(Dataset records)
Segment Open
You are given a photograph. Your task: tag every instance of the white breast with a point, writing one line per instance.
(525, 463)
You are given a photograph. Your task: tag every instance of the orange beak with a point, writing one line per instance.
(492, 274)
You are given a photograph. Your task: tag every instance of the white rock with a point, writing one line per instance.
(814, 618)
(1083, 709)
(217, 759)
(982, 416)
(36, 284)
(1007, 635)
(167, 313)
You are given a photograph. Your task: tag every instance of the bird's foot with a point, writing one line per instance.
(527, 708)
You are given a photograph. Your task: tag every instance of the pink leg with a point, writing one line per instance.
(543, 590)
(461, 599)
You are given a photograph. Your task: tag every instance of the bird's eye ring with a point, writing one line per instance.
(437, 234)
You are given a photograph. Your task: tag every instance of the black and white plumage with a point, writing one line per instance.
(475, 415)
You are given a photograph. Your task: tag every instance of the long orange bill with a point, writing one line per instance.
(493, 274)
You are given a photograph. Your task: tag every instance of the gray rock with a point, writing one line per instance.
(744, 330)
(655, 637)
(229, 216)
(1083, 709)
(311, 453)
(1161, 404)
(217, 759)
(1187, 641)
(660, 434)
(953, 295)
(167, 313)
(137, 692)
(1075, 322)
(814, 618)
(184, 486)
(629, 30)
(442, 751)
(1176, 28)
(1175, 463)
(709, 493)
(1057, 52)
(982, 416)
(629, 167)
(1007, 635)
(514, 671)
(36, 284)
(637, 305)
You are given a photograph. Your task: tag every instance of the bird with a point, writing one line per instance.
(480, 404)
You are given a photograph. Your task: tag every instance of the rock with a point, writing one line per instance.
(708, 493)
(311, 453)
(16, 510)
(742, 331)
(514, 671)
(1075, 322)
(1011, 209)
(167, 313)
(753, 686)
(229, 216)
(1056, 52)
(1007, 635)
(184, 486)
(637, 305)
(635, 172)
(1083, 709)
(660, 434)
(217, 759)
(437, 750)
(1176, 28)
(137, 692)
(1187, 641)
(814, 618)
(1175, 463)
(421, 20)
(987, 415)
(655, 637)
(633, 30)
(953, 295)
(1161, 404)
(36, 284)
Segment Closed
What is needed is an exact copy of every entry above.

# Your solution
You are given a photograph. Your task: tag every instance of the white breast with a point, writing one line per instance.
(525, 463)
You are given a photograph. Your task: tag every instance of the orange beak with a point, writing one line per instance.
(492, 274)
You are given a photograph. Your task: tag every instance of the white rock with a point, writing one line per instance.
(814, 618)
(1083, 709)
(217, 759)
(982, 416)
(36, 284)
(1007, 635)
(167, 313)
You are given a photograph. Your task: tag every instance of the bird's foot with a point, writing one line per instance.
(527, 708)
You are given a photograph. Your task: tag every instance of the pink leg with a point, writing one line per instance.
(543, 590)
(461, 599)
You are given a photograph. Your task: tag every instance of the bird's eye ring with a point, writing one line per instance.
(437, 234)
You are given a photograph. Your task: tag every instance of the black and white plumage with a point, writing one line per instance.
(475, 415)
You are given a photograph. Your task: tag every instance of the long orange bill with a point, writing one line per instance.
(493, 274)
You are given a photograph. Your task: tag every instance of the gray rock with a point, writing one line per instance.
(744, 330)
(655, 637)
(229, 216)
(1083, 709)
(311, 453)
(1161, 404)
(217, 759)
(1187, 641)
(660, 434)
(953, 295)
(167, 313)
(137, 692)
(1075, 322)
(814, 618)
(184, 486)
(629, 30)
(442, 751)
(1176, 28)
(1175, 463)
(709, 493)
(1057, 52)
(982, 416)
(629, 167)
(1007, 635)
(514, 671)
(36, 284)
(637, 305)
You are given a photograph. Your task: tag every instance of the bird with a point, writing one line per instance.
(480, 404)
You are given a photograph. Your task: tag every instance of the rock with a point, writing one line per instance.
(708, 493)
(311, 453)
(16, 510)
(742, 331)
(514, 671)
(1075, 322)
(1011, 209)
(167, 313)
(753, 686)
(229, 216)
(1056, 52)
(1007, 635)
(184, 486)
(637, 305)
(635, 172)
(1083, 709)
(660, 434)
(217, 759)
(437, 750)
(1176, 28)
(137, 692)
(1187, 641)
(814, 618)
(1175, 463)
(421, 20)
(987, 415)
(655, 637)
(633, 30)
(953, 295)
(1161, 404)
(36, 284)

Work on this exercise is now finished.